#### TEXT PASSAGE

NOTE: On June 19-20, the Children's Hospital Association will be holding our ninth annual Family Advocacy Day in Washington, DC. Leading up to the event, we'll be posting stories by the amazing moms and dads of some of our attending children. Today's story is about Rachel Edwards by her dad, Gary.
There has always been a certain comfort for parents that live in a community that is fortunate enough to have a hospital dedicated to children. But despite that comfort, most of us never really consider that our children or grandchildren will ever be patients. In our case, MUSC Children’s Hospital, located near the center of Historic Charleston, was such a place - one for other children and for other families. We never even once pondered that we could be facing a life threatening disease with our child. That only happened to other people.
But in January 2007, that all changed when our 10 year-old blonde haired, blue eyed angel, Rachel Jean, was diagnosed with osteosarcoma, better known as a solid tumor bone cancer to most of us. From the moment of the initial diagnosis, our lives changed in a profound way as we immersed ourselves into membership of a select club. We were a cancer family. And we were headed to that place for other people – MUSC Children’s Hospital.
Each member of that club can still remember the words, “your child has cancer.” The words that immediately follow, most of us cannot remember. A blissful life has been interrupted.
Rachel has been a special joy. And we wanted to become indignant that she could have cancer. If we are honest, we probably wanted to be angry. And we understood fear in whole new way. But there was really no time because our MUSC Children’s Hospital team moved quickly, even as the air became too thin for us to catch full, deep breath.

########
#### PROVIDED RECORDS

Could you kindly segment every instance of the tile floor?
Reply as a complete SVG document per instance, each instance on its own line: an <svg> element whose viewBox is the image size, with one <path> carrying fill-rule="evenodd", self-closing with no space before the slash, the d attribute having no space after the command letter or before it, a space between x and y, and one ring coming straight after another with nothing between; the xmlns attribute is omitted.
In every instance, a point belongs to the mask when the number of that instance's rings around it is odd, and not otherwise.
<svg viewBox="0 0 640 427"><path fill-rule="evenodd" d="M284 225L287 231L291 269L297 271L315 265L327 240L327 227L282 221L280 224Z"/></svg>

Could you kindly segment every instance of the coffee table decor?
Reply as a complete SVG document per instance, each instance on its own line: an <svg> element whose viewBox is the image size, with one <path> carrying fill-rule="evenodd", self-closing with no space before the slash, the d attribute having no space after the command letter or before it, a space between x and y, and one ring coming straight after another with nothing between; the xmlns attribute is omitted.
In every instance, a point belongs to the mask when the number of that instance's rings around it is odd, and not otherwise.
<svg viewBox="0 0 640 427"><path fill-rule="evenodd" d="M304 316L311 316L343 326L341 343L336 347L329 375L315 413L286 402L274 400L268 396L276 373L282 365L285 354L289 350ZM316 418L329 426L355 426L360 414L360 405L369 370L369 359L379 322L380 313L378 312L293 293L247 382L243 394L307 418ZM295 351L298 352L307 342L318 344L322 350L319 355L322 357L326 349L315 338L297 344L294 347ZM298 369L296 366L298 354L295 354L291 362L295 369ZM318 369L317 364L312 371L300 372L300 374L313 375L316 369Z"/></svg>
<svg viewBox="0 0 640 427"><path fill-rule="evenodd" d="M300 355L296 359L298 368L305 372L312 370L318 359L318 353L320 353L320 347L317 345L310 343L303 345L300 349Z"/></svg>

########

TASKS TO COMPLETE:
- 1) According to the Rachel Edwards story, in what month and year was Rachel diagnosed with osteosarcoma?
- 2) Translate this sentence from the Rachel Edwards story into Spanish: "Each member of that club can still remember the words, “your child has cancer.”"
- 3) Continue the Rachel Edwards story from its final sentence.

RESPONSES BY TASK:
- 1) January 2007.

- 2) Cada miembro de ese club todavía puede recordar las palabras: «su hijo tiene cáncer».

- 3)
We learned the value of a hospital dedicated to children’s health through the past six years of three recurrences after the initial diagnosis, ten surgeries including limb salvage surgery, a thoracotomy, a lobectomy, more than eight chemotherapies, three radiation protocols, and immunotherapy. It became apparent that we were in a special place with a passion for excellence, a passion for children and, in fact, a passion for the entire family. To house a child inpatient for more than 150 nights through the first three years of our journey requires a unique skillset and unparalleled facilities for children. Unlike the adult hospitals that treat children like mini-adults, our MUSC Children’s Hospital gave us the best chance for success medically and emotionally.
It also became apparent to us as we learned more about the disease that progress has been slow in many pediatric cancers. In fact, overall spending for pediatric cancer research is small. And seeking the cure of pediatric cancer and other pediatric diseases presents an opportunity for those in positions of authority to make a meaningful impact in the lives of families in our country.
Rachel, now 17, sits at the sweet intersection of answered prayer and great science with the perseverance of four doctors, in particular, who simply did not have an ounce of quit in them. And neither did Rachel. Despite being told frankly that solutions to her illness seemed elusive, Rachel always had a view of a long future with herself in it. And today we are thankful for the community that rallied around us at MUSC Children’s Hospital and walked with us every step of the way. We are ever grateful for Drs. Kraveka, Hudspeth, Jenrette, and Anderson, and the legions of staff that walk with children everyday.
Today, Rachel is 15 months in full remission and we live with thanks that many years ago, our community leaders decided strategically to make children’s health a priority. And they have done it exceedingly well.
And Rachel gave us many lessons along the way. She lived Romans 5:3-4 nearly every single day: “Not only so, but we also glory in our sufferings, because we know that suffering produces perseverance; perseverance, character; and character, hope.”